--- TEXT PASSAGE ---
Course web site

The course web site is


Important All students must run student-setup by 8pm on Monday, March 29 (the day of the first lecture), or they will not be able to take the class.


Lecturer Michael Ernst Office: CSE 562 206-221-0965
TAs Todd Schiller
Rob Knuth
Jon McCord

Mail sent to will reach the course staff.

Staff Hours

Please visit your TA (or another TA, if necessary) during their office hours if you have anything you'd like to discuss about the course or course materials.

TAs may schedule TA hours in instructional computer labs such as CSE 006. Please feel free to work in the lab so you can talk to them in person when you have questions about Java or other technical details. Time permitting, they also monitor the forum while on duty, but they give priority to students who visit them in person.

The lecturers are available by appointment but do not have fixed office hours. (The lecturer will set up regular office hours if there is sufficient demand.) To schedule an appointment, see Michael Ernst's calendar.

Whom to Ask

Here are some examples of questions appropriate for the forum and staff members. Naturally, you shouldn't ask a question unless you have first tried to find the answer yourself. When asking a question, be sure to say what you have already tried to do to solve the problem; that way the staff won't waste its time and yours repeating something you already know.

We encourage all members of the class to help one another on the forums. If someone asks a question to which you know the answer, then share that answer. Class participation is an explicit component of your grade. Your participation in answering question will be considered as part of that, since it convinces the course staff that you understand the material. (It is not, however, a requirement that you answer any questions on the forum, if you demonstrate your understanding and participation in other ways.)

If you ask a question by email or in the forum but later discover the answer, follow up to tell everyone that. Otherwise, the staff, or another student, may waste time answering the question, when they could have been doing more productive work.

Textbooks and readings

Please complete any assigned readings before the assigned date. The lecture or section will assume that you have read the material. If you have questions, appraise the lecturer ahead of time, or ask in class.

You are responsible for all handouts on the website. If something does not seem relevant to you yet, then at least skim it and make a note to come back to it later.

Required Texts

Three books are required:

Recommended Texts

Some other excellent books you should consider for your reference library on software engineering are:

Where and When


CSE 331 has lectures Monday, Wednesday, and Friday from 10:30-11:20 in room EEB 045, and sections on Thursday at 8:30 and 9:30 in room MGH 254. Please attend the section that the registrar has assigned you, to keep the sections balanced.

--- WHAT YOU NEED TO DO ---
1. Rewrite the course information page starting with "Please visit your" and going on through "or course materials.", using "handouts" in place of "course materials".
2. Answer these questions from the course information page:
(a) In which room are the lectures held?
(b) By what time and date must all students run student-setup?
(c) Which office is listed for the lecturer?
3. Please write what follows the last sentence of the course information page.

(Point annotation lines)
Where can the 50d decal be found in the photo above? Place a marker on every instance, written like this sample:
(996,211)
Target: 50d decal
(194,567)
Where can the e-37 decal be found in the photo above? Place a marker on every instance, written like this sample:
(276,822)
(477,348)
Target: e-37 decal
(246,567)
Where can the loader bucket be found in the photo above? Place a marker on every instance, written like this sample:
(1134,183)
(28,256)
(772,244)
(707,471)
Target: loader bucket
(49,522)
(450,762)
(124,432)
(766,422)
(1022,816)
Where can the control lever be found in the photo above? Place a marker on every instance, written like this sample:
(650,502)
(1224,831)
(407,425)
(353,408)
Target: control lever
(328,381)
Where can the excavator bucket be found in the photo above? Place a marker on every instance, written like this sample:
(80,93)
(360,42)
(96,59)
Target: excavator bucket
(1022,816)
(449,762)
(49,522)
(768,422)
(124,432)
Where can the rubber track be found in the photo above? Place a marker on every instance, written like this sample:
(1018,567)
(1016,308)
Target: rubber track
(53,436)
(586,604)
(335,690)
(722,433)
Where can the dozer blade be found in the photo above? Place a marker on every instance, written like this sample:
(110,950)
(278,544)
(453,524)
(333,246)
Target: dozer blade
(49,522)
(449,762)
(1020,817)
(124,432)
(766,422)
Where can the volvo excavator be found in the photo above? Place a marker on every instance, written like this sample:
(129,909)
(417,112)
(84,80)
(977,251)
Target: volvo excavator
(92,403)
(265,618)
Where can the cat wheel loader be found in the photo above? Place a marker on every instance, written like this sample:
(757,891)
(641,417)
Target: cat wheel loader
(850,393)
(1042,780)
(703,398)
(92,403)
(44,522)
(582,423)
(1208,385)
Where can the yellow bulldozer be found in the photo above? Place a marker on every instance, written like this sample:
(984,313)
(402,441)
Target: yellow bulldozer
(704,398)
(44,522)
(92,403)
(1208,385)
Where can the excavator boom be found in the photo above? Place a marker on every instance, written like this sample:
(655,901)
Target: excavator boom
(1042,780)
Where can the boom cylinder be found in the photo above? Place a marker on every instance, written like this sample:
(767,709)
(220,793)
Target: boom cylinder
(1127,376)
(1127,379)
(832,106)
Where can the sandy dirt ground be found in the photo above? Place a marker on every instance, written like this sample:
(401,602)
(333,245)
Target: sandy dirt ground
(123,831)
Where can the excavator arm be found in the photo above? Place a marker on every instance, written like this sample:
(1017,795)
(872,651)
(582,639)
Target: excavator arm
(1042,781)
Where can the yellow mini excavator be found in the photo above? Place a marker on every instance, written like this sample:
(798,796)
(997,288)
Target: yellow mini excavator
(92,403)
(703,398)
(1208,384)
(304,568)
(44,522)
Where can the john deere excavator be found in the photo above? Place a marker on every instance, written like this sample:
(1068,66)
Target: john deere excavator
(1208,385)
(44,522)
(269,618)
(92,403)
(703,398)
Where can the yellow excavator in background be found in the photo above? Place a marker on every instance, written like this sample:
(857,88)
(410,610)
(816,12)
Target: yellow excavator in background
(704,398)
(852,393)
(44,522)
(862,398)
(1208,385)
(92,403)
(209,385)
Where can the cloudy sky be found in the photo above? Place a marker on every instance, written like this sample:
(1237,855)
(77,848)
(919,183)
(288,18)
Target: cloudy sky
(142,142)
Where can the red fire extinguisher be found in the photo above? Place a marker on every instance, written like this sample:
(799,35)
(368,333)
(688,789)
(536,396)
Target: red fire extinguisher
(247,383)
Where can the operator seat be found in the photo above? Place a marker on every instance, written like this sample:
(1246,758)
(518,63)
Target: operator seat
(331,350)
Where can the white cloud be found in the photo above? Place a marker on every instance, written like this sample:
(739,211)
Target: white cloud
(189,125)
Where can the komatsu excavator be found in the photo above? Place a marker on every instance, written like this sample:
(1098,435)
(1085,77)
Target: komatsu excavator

--- IN RESPONSE ---
1.
Please visit your TA (or another TA, if necessary) during their office hours if you have anything you'd like to discuss about the course or handouts.

2.
(a) EEB 045
(b) 8pm on Monday, March 29
(c) CSE 562

3.
We will distribute copies of the lecture slides. The slides augment but cannot replace your own notetaking during lecture and your reading of the textbooks.


While CSE 331 is a lab class, lab work will be performed on your own time either on IWS or using your own personal machine. Since both lectures and sections in CSE 331 tend to focus on conceptual material pertaining to software engineering rather than particulars of how to use the Java language, this term we are offering optional laboratory exercises. These sessions are optional and ungraded, but they will help you to understand and use the Java language and tools more effectively.

Lab sessions will involve a one-hour exercise that introduces you to some tool (such as editing environments, compilers, debuggers, and profilers) or to some aspect of the Java language (such as inheritance and the Swing library). TAs will be on hand to help you during their lab hours. You can work in pairs or groups on the labs to help you learn from each other: your styles, little tricks about programming, using the environment, etc. You can also get to know other students; we encourage you to work with many different people.


There will be two one-hour exams (that is: a midterm and a final exam); see the class schedule.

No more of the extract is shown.